- **TASK STATEMENT**
From the line with "flowering shrub in the photo above." to the last line of the data below, repeat every line exactly and add nothing.

::::::::

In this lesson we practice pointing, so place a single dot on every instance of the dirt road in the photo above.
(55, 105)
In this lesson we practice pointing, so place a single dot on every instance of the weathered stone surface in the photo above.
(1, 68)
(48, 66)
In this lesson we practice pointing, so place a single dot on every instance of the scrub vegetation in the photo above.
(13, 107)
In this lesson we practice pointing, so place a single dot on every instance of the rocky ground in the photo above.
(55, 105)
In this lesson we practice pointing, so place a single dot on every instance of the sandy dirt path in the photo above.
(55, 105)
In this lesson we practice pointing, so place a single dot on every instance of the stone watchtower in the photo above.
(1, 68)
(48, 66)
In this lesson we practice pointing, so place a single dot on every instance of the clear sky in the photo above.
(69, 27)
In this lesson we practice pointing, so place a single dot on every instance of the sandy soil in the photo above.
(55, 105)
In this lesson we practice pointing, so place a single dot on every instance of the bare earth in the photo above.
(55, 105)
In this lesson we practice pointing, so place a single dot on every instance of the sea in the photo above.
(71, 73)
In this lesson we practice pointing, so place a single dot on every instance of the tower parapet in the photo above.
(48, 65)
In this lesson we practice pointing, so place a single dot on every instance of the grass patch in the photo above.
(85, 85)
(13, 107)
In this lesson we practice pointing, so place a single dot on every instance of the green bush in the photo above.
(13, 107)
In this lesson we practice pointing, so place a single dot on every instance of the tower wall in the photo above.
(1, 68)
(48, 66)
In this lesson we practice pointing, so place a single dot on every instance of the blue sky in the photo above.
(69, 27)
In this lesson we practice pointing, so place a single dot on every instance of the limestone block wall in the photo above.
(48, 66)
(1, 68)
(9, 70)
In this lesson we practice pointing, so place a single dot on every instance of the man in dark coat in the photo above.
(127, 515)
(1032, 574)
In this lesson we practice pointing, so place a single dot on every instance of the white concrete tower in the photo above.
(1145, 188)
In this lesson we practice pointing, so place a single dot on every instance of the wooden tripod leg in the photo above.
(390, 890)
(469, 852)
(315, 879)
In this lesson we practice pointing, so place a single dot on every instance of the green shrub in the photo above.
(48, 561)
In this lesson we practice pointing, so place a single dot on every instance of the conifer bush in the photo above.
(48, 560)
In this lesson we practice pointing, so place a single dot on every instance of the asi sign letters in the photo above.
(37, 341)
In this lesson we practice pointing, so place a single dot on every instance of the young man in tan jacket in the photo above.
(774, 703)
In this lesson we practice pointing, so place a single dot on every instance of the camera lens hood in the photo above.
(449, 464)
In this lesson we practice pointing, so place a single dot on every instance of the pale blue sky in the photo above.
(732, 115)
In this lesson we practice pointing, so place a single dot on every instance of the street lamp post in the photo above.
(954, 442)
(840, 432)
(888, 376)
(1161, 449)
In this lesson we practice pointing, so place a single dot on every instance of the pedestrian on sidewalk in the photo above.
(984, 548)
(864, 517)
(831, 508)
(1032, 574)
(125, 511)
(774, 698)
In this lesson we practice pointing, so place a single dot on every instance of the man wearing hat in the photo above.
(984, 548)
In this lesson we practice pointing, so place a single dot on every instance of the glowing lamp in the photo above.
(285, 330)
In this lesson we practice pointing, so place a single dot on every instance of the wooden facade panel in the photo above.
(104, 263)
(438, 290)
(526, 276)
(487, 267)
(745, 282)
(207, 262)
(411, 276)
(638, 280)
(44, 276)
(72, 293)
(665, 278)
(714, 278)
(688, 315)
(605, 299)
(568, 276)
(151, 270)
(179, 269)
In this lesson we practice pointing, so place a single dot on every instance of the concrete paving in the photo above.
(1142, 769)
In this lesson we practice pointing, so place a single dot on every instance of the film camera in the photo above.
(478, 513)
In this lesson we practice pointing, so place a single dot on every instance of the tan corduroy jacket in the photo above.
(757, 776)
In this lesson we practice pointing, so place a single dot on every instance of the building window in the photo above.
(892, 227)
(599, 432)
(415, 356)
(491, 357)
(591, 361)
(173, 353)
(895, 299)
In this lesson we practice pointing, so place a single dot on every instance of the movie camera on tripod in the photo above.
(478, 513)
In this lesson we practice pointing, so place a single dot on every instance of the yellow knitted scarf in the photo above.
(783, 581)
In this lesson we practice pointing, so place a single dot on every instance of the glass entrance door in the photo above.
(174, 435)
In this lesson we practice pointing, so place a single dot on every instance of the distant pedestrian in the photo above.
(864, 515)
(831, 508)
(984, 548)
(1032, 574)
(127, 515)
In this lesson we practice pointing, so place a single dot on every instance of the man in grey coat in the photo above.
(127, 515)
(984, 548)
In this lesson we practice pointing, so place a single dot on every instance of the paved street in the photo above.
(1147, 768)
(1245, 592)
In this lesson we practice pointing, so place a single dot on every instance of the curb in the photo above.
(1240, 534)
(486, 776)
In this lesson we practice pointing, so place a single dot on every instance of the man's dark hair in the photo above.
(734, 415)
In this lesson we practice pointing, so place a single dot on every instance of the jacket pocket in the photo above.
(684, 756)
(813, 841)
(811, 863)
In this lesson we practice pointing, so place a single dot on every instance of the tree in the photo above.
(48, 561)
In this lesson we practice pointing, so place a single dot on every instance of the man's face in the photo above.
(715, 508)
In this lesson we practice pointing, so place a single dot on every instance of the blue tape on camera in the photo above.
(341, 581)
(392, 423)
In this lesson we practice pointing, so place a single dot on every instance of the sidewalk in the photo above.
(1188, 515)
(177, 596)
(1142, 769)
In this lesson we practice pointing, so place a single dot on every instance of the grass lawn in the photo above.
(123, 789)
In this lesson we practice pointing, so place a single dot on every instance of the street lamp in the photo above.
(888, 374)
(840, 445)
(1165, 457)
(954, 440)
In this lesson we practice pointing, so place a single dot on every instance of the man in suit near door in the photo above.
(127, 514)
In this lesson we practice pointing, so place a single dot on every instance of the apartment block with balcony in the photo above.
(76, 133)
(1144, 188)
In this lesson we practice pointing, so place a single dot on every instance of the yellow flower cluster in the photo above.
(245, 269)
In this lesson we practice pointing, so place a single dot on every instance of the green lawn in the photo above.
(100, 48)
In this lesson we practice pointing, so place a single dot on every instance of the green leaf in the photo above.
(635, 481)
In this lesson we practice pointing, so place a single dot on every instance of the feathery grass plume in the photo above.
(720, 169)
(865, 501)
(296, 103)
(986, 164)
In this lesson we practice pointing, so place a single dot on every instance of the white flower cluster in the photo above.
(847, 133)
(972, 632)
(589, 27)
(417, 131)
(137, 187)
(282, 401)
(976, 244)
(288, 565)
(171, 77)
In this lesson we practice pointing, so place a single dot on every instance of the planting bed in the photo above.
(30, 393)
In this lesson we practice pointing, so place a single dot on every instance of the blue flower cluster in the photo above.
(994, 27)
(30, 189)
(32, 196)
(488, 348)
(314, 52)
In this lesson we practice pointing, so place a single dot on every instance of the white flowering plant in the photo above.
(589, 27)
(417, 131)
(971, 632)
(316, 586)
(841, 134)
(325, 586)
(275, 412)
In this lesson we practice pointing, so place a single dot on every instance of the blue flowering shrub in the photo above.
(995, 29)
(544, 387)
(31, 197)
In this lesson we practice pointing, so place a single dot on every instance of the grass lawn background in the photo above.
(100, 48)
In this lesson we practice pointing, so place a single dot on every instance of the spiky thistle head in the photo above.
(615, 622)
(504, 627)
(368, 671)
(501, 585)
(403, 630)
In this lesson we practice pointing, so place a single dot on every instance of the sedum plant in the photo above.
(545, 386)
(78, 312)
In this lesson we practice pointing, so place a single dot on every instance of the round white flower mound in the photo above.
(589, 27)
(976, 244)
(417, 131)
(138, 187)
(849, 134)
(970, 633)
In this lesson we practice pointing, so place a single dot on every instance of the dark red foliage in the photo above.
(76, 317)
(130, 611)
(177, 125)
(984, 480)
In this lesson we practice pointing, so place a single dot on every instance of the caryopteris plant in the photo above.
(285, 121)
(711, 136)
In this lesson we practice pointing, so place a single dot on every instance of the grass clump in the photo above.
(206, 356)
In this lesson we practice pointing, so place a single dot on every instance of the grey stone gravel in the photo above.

::::::::

- **TASK RESULT**
In this lesson we practice pointing, so place a single dot on every instance of the blue flowering shrub in the photo above.
(995, 29)
(544, 387)
(31, 197)
In this lesson we practice pointing, so place a single dot on every instance of the grass lawn background in the photo above.
(100, 48)
In this lesson we practice pointing, so place a single dot on every instance of the spiky thistle head in the photo above.
(615, 622)
(504, 627)
(368, 671)
(501, 585)
(403, 630)
In this lesson we practice pointing, so place a single dot on every instance of the sedum plant in the photo above.
(545, 386)
(78, 312)
In this lesson we practice pointing, so place a single dot on every instance of the round white flower mound in the photo above.
(589, 27)
(976, 244)
(417, 131)
(138, 187)
(849, 134)
(970, 633)
In this lesson we practice pointing, so place a single dot on every instance of the dark red foliage in the photo above.
(76, 317)
(130, 611)
(177, 125)
(984, 480)
In this lesson we practice pointing, so place a single dot on every instance of the caryopteris plant in the photo above.
(285, 121)
(711, 136)
In this lesson we practice pointing, so place a single dot on every instance of the grass clump in the photo above.
(206, 356)
In this lesson we practice pointing, so place a single dot on every instance of the grey stone gravel in the photo above.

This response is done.